Your answer must be an exact copy of the data below, minus any pictures.

──────── Listed entries ────────

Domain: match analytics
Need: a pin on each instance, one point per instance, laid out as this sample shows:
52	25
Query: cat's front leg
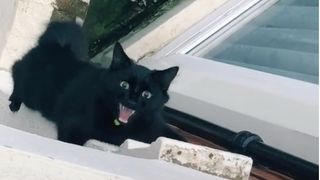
15	102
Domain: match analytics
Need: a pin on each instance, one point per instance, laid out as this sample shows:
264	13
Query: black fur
83	100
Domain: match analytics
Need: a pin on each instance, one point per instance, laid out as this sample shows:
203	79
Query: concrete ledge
109	163
212	161
17	165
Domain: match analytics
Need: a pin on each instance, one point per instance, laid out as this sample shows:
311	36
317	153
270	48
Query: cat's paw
14	106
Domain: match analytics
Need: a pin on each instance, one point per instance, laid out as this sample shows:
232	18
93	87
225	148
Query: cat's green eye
146	94
124	84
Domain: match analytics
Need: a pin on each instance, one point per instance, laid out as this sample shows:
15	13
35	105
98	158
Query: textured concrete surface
29	22
212	161
110	163
20	165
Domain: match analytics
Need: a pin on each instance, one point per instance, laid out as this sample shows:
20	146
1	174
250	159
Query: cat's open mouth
125	113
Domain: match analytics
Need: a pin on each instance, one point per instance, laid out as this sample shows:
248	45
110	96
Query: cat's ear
120	59
164	77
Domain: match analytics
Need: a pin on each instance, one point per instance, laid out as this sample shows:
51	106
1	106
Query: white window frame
282	110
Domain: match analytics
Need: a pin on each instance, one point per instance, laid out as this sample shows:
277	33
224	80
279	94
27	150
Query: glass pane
283	40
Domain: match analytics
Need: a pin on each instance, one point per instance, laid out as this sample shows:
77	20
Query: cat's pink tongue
125	113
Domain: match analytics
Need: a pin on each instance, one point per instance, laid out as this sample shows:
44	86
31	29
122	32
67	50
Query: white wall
7	13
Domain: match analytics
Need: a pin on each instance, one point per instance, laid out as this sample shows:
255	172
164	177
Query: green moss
67	10
103	15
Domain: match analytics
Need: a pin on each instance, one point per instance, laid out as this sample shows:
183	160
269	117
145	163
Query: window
282	40
227	78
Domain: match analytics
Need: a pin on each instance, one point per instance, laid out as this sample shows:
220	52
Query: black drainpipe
245	143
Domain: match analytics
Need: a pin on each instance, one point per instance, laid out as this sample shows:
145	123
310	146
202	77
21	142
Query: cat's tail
67	35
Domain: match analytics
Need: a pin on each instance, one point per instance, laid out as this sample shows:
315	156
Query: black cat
87	102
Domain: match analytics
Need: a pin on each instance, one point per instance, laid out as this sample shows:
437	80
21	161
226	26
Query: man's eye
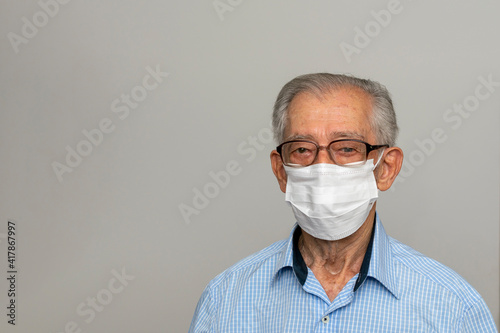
302	150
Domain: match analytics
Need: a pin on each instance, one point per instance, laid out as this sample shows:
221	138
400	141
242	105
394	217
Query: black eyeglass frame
369	148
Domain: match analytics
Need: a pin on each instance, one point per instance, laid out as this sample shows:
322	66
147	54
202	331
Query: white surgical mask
331	202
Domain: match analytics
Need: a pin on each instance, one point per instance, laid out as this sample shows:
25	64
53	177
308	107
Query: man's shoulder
262	261
415	264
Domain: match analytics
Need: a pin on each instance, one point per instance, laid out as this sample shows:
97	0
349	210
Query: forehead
343	112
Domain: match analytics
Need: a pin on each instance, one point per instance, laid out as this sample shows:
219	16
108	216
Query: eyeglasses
343	152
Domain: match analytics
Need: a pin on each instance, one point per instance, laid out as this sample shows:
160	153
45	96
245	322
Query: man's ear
279	170
389	167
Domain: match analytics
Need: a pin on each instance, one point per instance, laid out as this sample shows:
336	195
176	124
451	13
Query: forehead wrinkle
333	136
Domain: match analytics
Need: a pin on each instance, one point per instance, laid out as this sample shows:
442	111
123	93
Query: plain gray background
119	208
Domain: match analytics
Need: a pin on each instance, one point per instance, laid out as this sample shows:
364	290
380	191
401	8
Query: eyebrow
333	136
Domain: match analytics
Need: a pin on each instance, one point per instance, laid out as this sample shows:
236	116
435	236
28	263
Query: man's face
340	114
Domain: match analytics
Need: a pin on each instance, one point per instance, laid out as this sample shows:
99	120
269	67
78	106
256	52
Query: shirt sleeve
202	321
478	319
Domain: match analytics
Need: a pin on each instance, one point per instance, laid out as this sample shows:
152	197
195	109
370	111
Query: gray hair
383	119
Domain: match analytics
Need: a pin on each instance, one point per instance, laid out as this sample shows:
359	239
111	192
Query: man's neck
334	263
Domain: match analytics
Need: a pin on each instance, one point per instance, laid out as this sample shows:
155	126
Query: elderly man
338	271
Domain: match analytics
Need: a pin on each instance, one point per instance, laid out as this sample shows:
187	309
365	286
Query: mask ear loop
379	158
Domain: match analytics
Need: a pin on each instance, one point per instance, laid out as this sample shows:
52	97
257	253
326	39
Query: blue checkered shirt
401	290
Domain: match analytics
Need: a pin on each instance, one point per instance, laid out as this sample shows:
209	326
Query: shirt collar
377	263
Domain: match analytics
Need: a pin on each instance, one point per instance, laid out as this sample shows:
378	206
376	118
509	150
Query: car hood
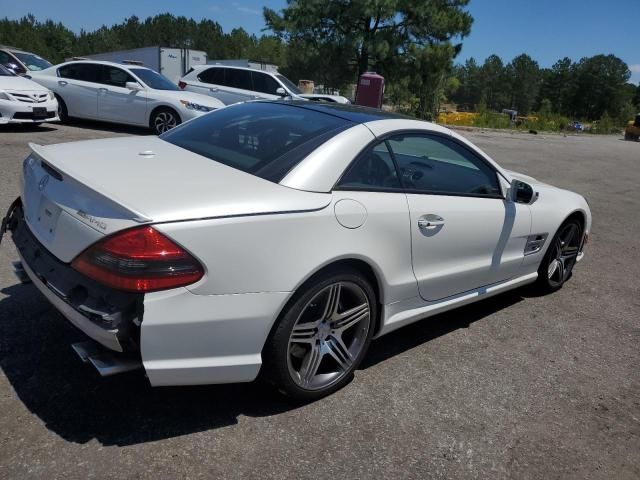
20	84
205	100
159	182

────────

#### Result of this task
Domain: match analytics
Need: a pin on each instance, one point per instance, laid out as this sample shows:
52	25
Query: cat's front leg
15	102
Domain: match analytics
Need: a pin on each instance, one point per instance, laid out as this sample shows:
264	13
Query: black fur
83	100
Domain: match analytics
Need: a pin on each instance, one point per instance, laid out as this sample shows:
203	79
Query: concrete ledge
109	163
212	161
17	165
Domain: match analytics
Need: a pin on each instance, one point per instance, laid out as this sample shows:
311	36
317	153
270	48
Query: cat's paw
14	106
Domain: match analytics
Need: a pin on each instance, one point per instance, laid out as this sample shows:
232	18
93	87
225	148
Query: cat's green eye
146	94
124	84
Domain: match analytics
Need: a pin on each instance, one point per instance, laid out as this sample shows:
15	13
35	105
98	158
Query: textured concrete surface
29	22
212	161
110	163
20	165
Domain: match analytics
Need: a pin on each instance, one point per instance, laid out as this sample shows:
20	146
1	174
250	159
Query: cat's open mouth
125	113
Domain: match analytics
Need: a pin on each instance, one point per instance, laid out as this sample shows:
248	45
110	96
Query: cat's ear
120	59
164	77
Domain: match analytics
Need: a pin on each instance, one point per instance, laid out as this sample shows:
51	106
1	106
Query: white window frame
282	110
Domain: match analytics
Need: a pin on each instance, one point per instance, laid out as this sample shows:
277	33
224	80
279	94
27	150
Query: glass pane
283	40
Domain: match analytics
Need: a pin on each instance, one point per instance, laid out as this sample shows:
77	20
Query: cat's pink tongue
125	113
Domain: match analytics
Need: a pin on each instance, one point per instance, laid out as this sample shows:
44	86
31	29
122	32
67	50
Query: white wall
7	13
Domain: match analytics
Need: a pin on each instance, one point per instance, laid out as this sample shows:
255	172
164	177
Query: green moss
67	10
103	15
Domain: match analytics
Need: a pin on each instance, one point per instance, laid out as this sample shows:
183	160
269	117
145	163
Query: window
282	40
227	78
Domain: match analytics
Need: a pin on each instance, one point per instance, laid out as this sample shows:
220	52
Query: black drainpipe
245	143
Domain: match analytics
Need: a pin on each instance, one point per instance, laid out as this sample shows:
145	123
310	146
202	77
21	142
Query: cat's tail
67	35
Domain: match analytics
Need: a pin on each instance, one point per instance, laid out as this sample shows:
315	156
Query: black cat
87	102
Domain: match analytics
Need: a pin on each instance, one point per instance, laid out as this sample shows:
437	80
21	161
226	26
Query: man's eye
302	150
Domain: match analytics
Need: a pin on each instance, one point per instance, laid out as this sample shows:
221	138
400	141
242	105
394	217
Query: black eyeglass frame
369	148
Domain: match analytics
Need: a pin on each instance, one point per instance, laid out as this sample shows:
322	66
147	54
202	331
Query: white surgical mask
331	202
Domain: match analytics
Need: a pin on each instance, one point per instance, laid out as this sample shows:
25	64
53	177
308	107
Query: man's shoulder
262	261
415	264
Domain: match analytics
Need: a pin on each instance, one point per instance, laid out as this sample shows:
97	0
349	210
Query: forehead
343	112
Domain: match analytics
Need: a pin on each instance, one point per instance, laid out as this sample shows:
219	16
108	216
Query: eyeglasses
343	152
Domain: match analytics
Need: a pin on each instance, one point per instance, laid out as this sample shows:
160	153
45	96
245	322
Query: man's ear
279	170
389	167
Domain: match analytics
Need: a pin on each instance, one point per instance, laid out as this sample shows:
336	195
176	124
451	13
Query: forehead wrinkle
333	136
Domain: match analytics
Need: a pin on each instance, one point per instance, laid out as this sample shows:
442	111
123	93
Query: plain gray background
119	208
Domain: match analytics
Need: a pin on each instance, one point per instance, laid out as this sample shows:
364	290
380	191
401	8
Query: eyebrow
333	136
Domain: match analytics
Need: a pin on each instance, one point per instance, laid out as this sample shows:
236	116
435	236
28	263
Query: man's face
340	114
Domain: match analytics
Need: a pin on each instance, one point per instance, laid out as this sample shows:
99	120
269	67
78	106
256	52
Query: shirt sleeve
202	321
478	319
Domain: match analytics
Need: a pin on each instance, one point per instance, laid out as this sample shows:
152	197
195	109
370	111
Query: gray hair
383	119
Domain: match analytics
Need: a pin on each instance, one point per instance, laid out as this sample shows:
359	239
111	192
Query: man's neck
334	263
Domain: match analytics
Need: a pin on each instance, one point per instance, laid out as this sample shows:
155	126
Query: elderly man
338	271
Domain: match analytics
Need: a pin on each instance, one point per instance, laid out as this sample shows:
187	309
365	286
Query: mask ear loop
379	158
Domain: match analytics
Need: a pin on each instance, one point per instance, laid out as this sample shows:
52	97
257	253
326	39
Query: blue checkered shirt
401	290
Domain: match analytics
Need: a pin on each instance, one point per instance, laid out as this sample shows:
209	326
Query: shirt collar
377	263
Domain: match analytics
Need: a pin on each instance, one point per instance, laid out as this sample shows:
378	206
376	118
509	150
Query: car hood
20	84
205	100
159	182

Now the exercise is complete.